[Document segment]
━━━━━━━━━━━━━━━━

-
Susan Philipsz: Living in Berlin, the history
is so raw and you still feel it.
-
I think it's that it doesn't
want to hide its past.
-
When I first came to Berlin,
-
this was one of the first
places I came to actually.
-
Train stations, they're very evocative
places, places of departure and separation.
-
That has a melancholy feel
about it, I think, the station.
-
I love that sound.
-
I'm interested in the emotive and
psychological effects of sound.
-
Often I'm just looking for a place that has an
interesting acoustic or architecture history.
-
Like in Kassel, for instance, it was the
atmosphere of the train station that drew me.
-
“Study for Strings” started from
standing at the platform's end
-
and thinking about sound coming from a distance.
-
I discovered that Kassel is where they made
major deportations of the Jews to Theresienstadt,
-
which was a concentration camp where
they sent all the creative people.
-
I started thinking about Pavel Haas
who'd composed this composition,
-
“Study for Strings,” while
he was interned in the camp.

━━━━━━━━━━━━━━━━

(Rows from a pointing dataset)
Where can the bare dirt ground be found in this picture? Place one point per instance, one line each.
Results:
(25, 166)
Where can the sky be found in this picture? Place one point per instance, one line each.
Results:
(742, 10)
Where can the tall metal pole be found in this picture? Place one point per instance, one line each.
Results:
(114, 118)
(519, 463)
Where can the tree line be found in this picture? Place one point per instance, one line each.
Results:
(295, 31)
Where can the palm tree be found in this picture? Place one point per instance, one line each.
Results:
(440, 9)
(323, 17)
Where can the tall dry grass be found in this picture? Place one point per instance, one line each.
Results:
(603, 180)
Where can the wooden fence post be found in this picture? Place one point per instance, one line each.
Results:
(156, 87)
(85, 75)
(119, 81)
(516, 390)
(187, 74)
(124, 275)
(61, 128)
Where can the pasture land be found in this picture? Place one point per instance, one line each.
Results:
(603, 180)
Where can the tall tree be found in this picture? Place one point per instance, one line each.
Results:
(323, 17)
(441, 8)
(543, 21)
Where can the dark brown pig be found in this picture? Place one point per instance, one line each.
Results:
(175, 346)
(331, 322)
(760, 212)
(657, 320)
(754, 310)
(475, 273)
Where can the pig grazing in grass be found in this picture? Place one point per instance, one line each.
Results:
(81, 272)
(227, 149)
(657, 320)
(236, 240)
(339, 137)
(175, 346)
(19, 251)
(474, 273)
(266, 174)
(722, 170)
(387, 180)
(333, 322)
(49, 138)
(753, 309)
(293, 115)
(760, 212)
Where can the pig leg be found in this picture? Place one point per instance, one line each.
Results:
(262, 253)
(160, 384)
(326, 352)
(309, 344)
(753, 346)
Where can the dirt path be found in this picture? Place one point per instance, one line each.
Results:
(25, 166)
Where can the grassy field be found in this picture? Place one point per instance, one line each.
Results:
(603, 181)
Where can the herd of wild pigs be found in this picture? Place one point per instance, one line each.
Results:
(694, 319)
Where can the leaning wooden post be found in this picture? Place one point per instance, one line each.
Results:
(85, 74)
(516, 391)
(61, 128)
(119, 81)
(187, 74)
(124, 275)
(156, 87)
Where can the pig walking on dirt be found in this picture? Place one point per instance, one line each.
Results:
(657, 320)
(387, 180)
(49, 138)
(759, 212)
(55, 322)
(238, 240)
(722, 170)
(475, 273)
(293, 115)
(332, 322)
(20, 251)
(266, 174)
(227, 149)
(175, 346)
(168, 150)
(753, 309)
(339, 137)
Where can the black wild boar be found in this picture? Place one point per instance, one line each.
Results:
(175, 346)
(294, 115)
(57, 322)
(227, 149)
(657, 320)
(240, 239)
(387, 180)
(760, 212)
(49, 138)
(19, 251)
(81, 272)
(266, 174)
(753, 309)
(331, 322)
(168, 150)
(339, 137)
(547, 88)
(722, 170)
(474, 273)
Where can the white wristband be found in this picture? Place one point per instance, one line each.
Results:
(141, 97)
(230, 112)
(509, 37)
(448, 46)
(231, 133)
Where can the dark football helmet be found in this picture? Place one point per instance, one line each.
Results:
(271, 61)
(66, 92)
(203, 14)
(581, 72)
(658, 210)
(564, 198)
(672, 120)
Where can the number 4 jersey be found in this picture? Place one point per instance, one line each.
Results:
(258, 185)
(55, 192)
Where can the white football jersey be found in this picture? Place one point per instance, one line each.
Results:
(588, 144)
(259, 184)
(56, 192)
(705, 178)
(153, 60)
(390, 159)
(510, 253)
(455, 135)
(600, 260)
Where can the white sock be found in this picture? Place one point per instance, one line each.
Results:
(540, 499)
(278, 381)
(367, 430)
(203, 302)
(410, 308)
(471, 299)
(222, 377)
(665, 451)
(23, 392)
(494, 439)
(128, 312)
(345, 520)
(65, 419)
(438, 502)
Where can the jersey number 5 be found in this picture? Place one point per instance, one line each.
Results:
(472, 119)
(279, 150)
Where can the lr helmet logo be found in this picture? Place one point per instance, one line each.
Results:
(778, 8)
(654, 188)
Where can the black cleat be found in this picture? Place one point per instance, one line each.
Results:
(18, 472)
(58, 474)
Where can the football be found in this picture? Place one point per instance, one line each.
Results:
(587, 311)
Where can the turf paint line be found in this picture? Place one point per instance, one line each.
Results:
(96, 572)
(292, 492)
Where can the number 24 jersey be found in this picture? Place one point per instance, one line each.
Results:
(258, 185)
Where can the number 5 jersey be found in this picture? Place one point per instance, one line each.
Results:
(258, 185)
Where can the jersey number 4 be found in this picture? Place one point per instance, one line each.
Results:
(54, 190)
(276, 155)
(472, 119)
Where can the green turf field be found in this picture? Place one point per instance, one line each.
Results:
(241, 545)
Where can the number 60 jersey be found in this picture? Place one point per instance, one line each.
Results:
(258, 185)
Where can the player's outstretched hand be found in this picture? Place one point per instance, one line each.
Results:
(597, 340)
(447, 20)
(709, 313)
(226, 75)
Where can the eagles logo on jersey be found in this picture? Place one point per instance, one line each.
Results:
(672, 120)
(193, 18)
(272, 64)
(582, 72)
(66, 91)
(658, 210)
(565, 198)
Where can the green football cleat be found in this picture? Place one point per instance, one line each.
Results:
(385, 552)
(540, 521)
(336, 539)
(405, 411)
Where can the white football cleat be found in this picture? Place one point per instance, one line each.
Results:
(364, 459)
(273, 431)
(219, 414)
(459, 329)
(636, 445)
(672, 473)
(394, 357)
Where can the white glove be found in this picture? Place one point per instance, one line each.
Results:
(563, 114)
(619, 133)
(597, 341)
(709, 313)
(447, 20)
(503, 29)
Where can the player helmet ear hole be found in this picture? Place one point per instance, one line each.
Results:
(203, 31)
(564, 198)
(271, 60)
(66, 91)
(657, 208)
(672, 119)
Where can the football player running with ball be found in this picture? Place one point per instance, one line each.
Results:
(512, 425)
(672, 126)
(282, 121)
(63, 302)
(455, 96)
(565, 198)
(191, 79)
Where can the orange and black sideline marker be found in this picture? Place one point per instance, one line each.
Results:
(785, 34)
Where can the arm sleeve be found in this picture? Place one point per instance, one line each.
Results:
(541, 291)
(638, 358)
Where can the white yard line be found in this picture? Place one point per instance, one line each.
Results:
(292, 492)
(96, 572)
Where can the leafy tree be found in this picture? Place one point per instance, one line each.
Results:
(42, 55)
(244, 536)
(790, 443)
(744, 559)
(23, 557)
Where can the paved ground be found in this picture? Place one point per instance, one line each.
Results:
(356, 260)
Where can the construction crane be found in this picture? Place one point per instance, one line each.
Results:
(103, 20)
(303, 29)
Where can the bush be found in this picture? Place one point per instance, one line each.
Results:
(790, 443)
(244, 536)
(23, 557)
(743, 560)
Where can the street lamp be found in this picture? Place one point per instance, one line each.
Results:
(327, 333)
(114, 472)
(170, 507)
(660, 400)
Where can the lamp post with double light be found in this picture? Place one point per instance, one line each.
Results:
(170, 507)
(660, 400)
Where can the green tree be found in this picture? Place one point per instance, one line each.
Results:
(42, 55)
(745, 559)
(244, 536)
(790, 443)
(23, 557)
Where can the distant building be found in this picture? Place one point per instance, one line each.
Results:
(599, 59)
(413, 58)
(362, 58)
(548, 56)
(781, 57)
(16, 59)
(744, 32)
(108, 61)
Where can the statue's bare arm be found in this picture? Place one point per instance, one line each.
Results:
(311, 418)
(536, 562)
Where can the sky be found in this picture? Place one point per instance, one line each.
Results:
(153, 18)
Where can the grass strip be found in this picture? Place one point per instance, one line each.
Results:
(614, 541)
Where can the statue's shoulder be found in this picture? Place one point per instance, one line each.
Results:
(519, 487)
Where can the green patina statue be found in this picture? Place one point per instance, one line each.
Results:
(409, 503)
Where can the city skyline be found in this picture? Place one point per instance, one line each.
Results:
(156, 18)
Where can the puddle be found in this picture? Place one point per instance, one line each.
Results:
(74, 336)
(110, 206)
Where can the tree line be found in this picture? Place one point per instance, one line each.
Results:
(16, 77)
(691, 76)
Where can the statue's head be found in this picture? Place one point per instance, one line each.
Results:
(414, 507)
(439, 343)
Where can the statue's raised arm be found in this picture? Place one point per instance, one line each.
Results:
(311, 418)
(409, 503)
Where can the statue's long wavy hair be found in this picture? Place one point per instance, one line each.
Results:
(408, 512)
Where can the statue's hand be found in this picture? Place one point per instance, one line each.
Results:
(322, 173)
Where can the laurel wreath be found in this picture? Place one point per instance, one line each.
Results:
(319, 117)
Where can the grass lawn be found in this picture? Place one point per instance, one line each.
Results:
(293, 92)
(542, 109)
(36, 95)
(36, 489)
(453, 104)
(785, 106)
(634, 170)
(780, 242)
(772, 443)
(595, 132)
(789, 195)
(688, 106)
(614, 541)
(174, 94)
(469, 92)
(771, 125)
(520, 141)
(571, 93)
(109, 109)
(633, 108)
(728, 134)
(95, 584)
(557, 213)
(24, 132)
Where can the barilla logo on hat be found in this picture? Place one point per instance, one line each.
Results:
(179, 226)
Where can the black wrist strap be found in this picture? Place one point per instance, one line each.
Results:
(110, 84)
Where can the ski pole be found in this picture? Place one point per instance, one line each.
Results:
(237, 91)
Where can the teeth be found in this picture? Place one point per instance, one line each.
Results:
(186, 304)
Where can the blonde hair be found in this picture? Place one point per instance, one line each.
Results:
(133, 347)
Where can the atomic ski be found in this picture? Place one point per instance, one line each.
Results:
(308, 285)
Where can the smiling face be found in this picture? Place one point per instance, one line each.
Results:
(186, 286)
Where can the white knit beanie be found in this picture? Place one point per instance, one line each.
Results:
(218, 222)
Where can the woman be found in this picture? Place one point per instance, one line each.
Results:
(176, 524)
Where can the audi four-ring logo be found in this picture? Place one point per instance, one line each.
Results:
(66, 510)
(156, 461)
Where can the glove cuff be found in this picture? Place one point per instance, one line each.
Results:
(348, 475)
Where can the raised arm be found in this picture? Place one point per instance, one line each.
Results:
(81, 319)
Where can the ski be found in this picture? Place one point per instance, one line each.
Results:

━━━━━━━━━━━━━━━━

[Task instructions]
• 1. Tally the lines in the records that contain the string "dirt", treating case as significant, and reply with the number alone.
• 2. Pick up the transcript of Susan Philipsz talking about Berlin and sound, and continue it from its final line.

[The results]
• 1. 3

• 2.
-
It was to feature in this
propaganda movie for the Red Cross.
-
They wanted to pretend that
everything was great in the camp.
-
It was really tragic because it was straight after
it was shot, they were all sent to Auschwitz.
-
In the original composition,
it was a 24-piece orchestra.
-
What I decided to do was to
record just two of the parts.
-
Silence really makes you think about the absence
of the other performers who would've been killed.
-
-
Eoghan McTigue: There was never a point where we were
working together as a collective.
-
It just seemed to develop out
of our shared life together.
-
After we moved to Berlin, it became
clear that Susan was getting very busy.
-
I started to manage some of Susan's productions.
-
Susan is much more intuitive and can determine
the tone or the atmosphere of a space.
-
Susan has a very good understanding of space,
-
when a space is layered and
when the meaning is just there,
-
just below the surface,
-
and then just doing something very
minimal to let it reveal itself.
-
Susan Philipsz: I was invited to make a work that
marks the 80th anniversary of the
-
annexation of Austria to Germany as
that happened after Hitler's speech.
-
It's not something that they're proud of,
but they want to acknowledge their part in it.
-
With each new project in public
space, I make a sound test just
-
to get an idea of how the sound
would be in this particular space
-
because sometimes it can do
really unpredictable things.
-
You can place anything in the Heldenplatz, I mean and it will take on a political connotation because of the context.
-
At the beginning, I tested a work which used the sound of a viola.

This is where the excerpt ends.